A block of data
------------------------------------------------

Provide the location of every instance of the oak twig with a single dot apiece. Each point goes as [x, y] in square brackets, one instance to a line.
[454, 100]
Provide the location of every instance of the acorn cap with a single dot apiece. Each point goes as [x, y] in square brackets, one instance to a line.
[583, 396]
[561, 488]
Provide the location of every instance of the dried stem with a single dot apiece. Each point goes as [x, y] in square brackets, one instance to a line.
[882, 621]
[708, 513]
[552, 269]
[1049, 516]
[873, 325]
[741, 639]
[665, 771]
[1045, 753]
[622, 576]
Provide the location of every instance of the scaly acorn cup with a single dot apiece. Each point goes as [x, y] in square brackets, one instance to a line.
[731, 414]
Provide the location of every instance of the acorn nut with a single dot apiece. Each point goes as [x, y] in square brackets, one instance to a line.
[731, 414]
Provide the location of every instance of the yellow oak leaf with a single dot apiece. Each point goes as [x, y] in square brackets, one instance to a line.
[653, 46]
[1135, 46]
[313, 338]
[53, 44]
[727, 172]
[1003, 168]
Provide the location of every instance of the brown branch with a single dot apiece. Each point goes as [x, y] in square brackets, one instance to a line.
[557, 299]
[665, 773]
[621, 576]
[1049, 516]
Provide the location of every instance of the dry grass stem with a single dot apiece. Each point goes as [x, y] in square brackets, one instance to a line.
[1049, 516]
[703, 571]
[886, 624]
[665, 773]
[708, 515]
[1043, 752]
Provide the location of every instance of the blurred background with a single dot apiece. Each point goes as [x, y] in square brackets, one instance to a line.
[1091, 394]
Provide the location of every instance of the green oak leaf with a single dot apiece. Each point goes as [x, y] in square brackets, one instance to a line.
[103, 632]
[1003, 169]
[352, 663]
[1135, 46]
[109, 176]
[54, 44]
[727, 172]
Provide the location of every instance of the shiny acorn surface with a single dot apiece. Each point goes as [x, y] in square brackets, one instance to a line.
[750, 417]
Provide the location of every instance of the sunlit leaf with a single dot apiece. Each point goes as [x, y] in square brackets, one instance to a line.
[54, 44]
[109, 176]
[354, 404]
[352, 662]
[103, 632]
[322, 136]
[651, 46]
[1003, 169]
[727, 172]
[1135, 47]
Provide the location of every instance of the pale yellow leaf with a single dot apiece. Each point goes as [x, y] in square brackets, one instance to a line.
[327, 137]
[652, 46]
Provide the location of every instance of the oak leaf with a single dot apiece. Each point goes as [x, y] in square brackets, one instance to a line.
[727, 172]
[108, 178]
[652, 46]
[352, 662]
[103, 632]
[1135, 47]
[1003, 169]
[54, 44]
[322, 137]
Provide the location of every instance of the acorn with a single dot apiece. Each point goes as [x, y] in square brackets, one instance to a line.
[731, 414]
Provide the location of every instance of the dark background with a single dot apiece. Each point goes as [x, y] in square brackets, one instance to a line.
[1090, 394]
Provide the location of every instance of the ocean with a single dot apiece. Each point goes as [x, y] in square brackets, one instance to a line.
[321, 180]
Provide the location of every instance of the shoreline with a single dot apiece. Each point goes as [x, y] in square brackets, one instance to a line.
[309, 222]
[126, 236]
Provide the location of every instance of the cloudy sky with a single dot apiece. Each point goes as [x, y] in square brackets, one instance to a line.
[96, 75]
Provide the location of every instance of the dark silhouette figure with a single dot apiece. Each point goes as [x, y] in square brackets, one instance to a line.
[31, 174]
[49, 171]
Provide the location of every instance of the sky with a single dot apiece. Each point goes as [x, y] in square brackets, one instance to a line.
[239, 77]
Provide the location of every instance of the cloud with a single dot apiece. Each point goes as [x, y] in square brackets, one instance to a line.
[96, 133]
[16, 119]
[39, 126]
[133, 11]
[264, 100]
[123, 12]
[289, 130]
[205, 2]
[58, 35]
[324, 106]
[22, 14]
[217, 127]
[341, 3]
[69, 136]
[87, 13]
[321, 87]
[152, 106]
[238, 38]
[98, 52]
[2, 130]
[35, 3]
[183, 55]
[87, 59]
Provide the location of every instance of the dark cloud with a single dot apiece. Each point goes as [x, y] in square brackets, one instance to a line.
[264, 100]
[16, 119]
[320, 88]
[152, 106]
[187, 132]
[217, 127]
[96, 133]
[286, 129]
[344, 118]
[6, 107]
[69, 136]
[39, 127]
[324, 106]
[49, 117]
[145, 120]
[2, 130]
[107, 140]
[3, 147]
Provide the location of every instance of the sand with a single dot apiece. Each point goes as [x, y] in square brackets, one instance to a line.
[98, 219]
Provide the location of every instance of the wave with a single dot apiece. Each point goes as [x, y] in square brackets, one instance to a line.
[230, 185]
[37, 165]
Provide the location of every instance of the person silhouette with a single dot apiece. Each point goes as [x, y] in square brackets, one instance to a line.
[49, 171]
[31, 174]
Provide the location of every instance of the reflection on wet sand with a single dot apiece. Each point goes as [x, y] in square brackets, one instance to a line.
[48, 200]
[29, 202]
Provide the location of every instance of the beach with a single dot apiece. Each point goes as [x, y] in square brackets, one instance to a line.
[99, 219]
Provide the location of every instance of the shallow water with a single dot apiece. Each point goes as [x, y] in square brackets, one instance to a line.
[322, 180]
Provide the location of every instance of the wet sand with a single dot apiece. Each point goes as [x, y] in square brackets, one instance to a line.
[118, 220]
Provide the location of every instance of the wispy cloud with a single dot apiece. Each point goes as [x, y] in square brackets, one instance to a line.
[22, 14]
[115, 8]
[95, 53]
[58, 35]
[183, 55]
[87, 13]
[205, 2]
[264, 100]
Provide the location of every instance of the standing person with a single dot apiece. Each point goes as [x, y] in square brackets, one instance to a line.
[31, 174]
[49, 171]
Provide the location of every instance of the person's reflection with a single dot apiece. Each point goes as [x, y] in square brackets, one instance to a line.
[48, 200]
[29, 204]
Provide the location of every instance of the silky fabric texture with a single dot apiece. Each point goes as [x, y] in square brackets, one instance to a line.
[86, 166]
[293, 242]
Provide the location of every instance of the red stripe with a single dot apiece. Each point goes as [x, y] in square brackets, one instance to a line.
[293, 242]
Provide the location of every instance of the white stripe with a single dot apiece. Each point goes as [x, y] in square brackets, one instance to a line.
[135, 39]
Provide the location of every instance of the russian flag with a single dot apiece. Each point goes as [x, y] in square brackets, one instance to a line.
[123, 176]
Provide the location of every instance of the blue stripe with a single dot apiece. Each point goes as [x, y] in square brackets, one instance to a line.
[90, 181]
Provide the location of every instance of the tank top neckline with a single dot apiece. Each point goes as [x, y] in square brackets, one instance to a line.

------------------------------------------------

Task instructions
Write out all of the records above again, swapping every occurrence of "single dot apiece" for "single point each" and changing nothing else.

Exercise result
Provide the location of every instance of the oak twig with a single point each. Each point goes as [x, y] in square brackets, one instance to a line.
[454, 100]
Provide the location of every instance of the acorn cap with a single point each. Each point goes as [x, y] in square brackets, one instance to a line.
[583, 396]
[561, 488]
Provide the location of every instance of the dried stem with a single point each. Each point goes as [x, y] in square brackets, one instance to a line.
[882, 621]
[708, 513]
[552, 269]
[1049, 516]
[873, 325]
[741, 639]
[665, 771]
[1045, 753]
[622, 576]
Provide the location of every instance of the scaly acorn cup with a single point each. Each point goes as [x, y] in square brackets, one instance to a line.
[731, 414]
Provide the location of every instance of the acorn nut with a single point each. Each point goes as [x, y] in square brackets, one instance to a line.
[731, 414]
Provide the location of every instance of the yellow oak leaf with a single point each. Each point goes as [x, y] in square brackets, one instance to a line.
[653, 46]
[1135, 46]
[313, 338]
[53, 44]
[727, 172]
[1003, 168]
Provide the location of every instance of the brown branch with a single point each. Each point goes as [x, y] in square brackets, one instance to a line.
[557, 299]
[665, 773]
[621, 576]
[1049, 516]
Provide the location of every instance of the dry grass stem with a single point each. Each point goes as [x, y] in square brackets, one instance to a line.
[1049, 516]
[703, 571]
[886, 624]
[665, 773]
[708, 515]
[1043, 752]
Provide the location of every instance of the blurred background with a single point each. Each point goes as [x, y] in square brackets, one instance to a line.
[1091, 394]
Provide the location of every instance of the green oak leaf with a single point each. Each point goes as [x, y] in square brackets, one instance to a line.
[103, 632]
[1003, 169]
[352, 663]
[1135, 46]
[109, 176]
[54, 44]
[727, 172]
Provide the location of every instance of the shiny acorn surface with a single point each. Each point goes as [x, y] in square brackets, one instance to a line.
[750, 417]
Provide the location of every instance of the sunlit leaf with a single point each. Each point goes as [x, y] in square brackets, one instance to a line.
[54, 44]
[109, 176]
[354, 404]
[352, 662]
[103, 632]
[322, 136]
[651, 46]
[1003, 169]
[727, 172]
[1135, 47]
Provide the location of every instance of the pale yellow leaf with a single point each. Each point goes as [x, y] in square brackets, one instance to a line.
[327, 137]
[652, 46]
Provide the location of every instance of the oak leaf with a single point each. Each point goes as [x, y] in square brackets, one instance to a line.
[727, 172]
[108, 178]
[652, 46]
[352, 662]
[103, 632]
[1135, 47]
[1003, 169]
[54, 44]
[322, 137]
Provide the location of every instance of the acorn with a single point each. Each point goes as [x, y] in square brackets, one instance to a line.
[731, 414]
Provide the location of every instance of the dark background with a single point each. Each point goes as [x, y] in square brackets, one instance to a line.
[1090, 394]
Provide the location of every instance of the ocean with a single point each. Each point goes as [x, y] in square brackets, one instance to a line.
[321, 180]
Provide the location of every instance of the shoreline with a single point each. Each point goes as [x, y] in square brackets, one instance to a line.
[309, 222]
[126, 236]
Provide the location of every instance of the cloudy sky with a single point each. Each point goes as [x, y] in square brackets, one instance to a line.
[96, 75]
Provide the location of every instance of the dark silhouette figure with a single point each. Each point goes as [x, y] in square brackets, one instance to a line.
[31, 174]
[49, 171]
Provide the location of every instance of the sky with a single point each. Each point goes as [x, y] in square brackets, one instance to a line.
[239, 77]
Provide the location of every instance of the cloud with a single point each. Each point goes as [x, y] in square brackets, one instance to a line.
[96, 133]
[16, 119]
[39, 126]
[133, 11]
[264, 100]
[123, 12]
[289, 130]
[205, 2]
[58, 35]
[324, 106]
[22, 14]
[217, 127]
[341, 3]
[69, 136]
[87, 13]
[321, 87]
[152, 106]
[238, 38]
[98, 52]
[2, 130]
[35, 3]
[183, 55]
[87, 59]
Provide the location of every instance of the dark cloud with a single point each. Each point goes as [x, y] in square brackets, one instance to a line.
[264, 100]
[16, 119]
[320, 88]
[152, 106]
[187, 132]
[217, 127]
[96, 133]
[286, 129]
[344, 118]
[6, 107]
[69, 136]
[39, 127]
[324, 106]
[49, 117]
[145, 120]
[2, 130]
[107, 140]
[3, 147]
Provide the location of every instance of the sand with a single point each. Each point goes as [x, y] in square brackets, one instance to a line.
[98, 219]
Provide the location of every instance of the wave with a single point each. Each point goes as [x, y] in square brackets, one instance to a line.
[230, 185]
[37, 165]
Provide the location of every instance of the person silhouette with a single point each. Each point goes as [x, y] in square brackets, one instance to a line.
[49, 171]
[31, 174]
Provide the location of every instance of the reflection on wet sand with a single point each. Each point goes as [x, y] in square brackets, one instance to a line.
[48, 200]
[29, 202]
Provide the location of every instance of the beach with a single point each. Each point goes as [x, y] in square brackets, one instance to a line.
[99, 219]
Provide the location of every instance of the shallow water with a single point each. Each point goes as [x, y] in square brackets, one instance to a line.
[322, 180]
Provide the location of every instance of the wet sand with a single point each. Each point goes as [x, y] in square brackets, one instance to a line.
[118, 220]
Provide the location of every instance of the wispy cloud with a single point each. Each point goes as [x, y] in square brackets, one instance to a line.
[22, 14]
[115, 8]
[95, 53]
[58, 35]
[183, 55]
[87, 13]
[205, 2]
[264, 100]
Provide the location of every instance of the standing person with a single point each. Each point goes as [x, y] in square brackets, one instance to a line.
[31, 174]
[49, 171]
Provide the location of every instance of the person's reflection with a single point each. Each point goes as [x, y] in square brackets, one instance to a line.
[48, 200]
[29, 204]
Provide the location of every instance of the silky fabric texture with a single point each. Each point goes as [x, y] in square brackets, one instance to a line.
[86, 166]
[293, 242]
Provide the location of every instance of the red stripe with a single point each. Each point goes as [x, y] in square brackets, one instance to a line.
[293, 242]
Provide the location of every instance of the white stripe with a single point each. Each point goes as [x, y] in square brackets, one instance to a line.
[135, 39]
Provide the location of every instance of the russian flag with a single point each. Each point goes as [x, y] in square brackets, one instance to a line.
[123, 176]
Provide the location of every instance of the blue stripe with a single point each. Each point goes as [x, y] in square brackets, one instance to a line.
[90, 181]
Provide the location of every instance of the tank top neckline with a single point each. Each point goes as [x, y] in square brackets, one instance to a line.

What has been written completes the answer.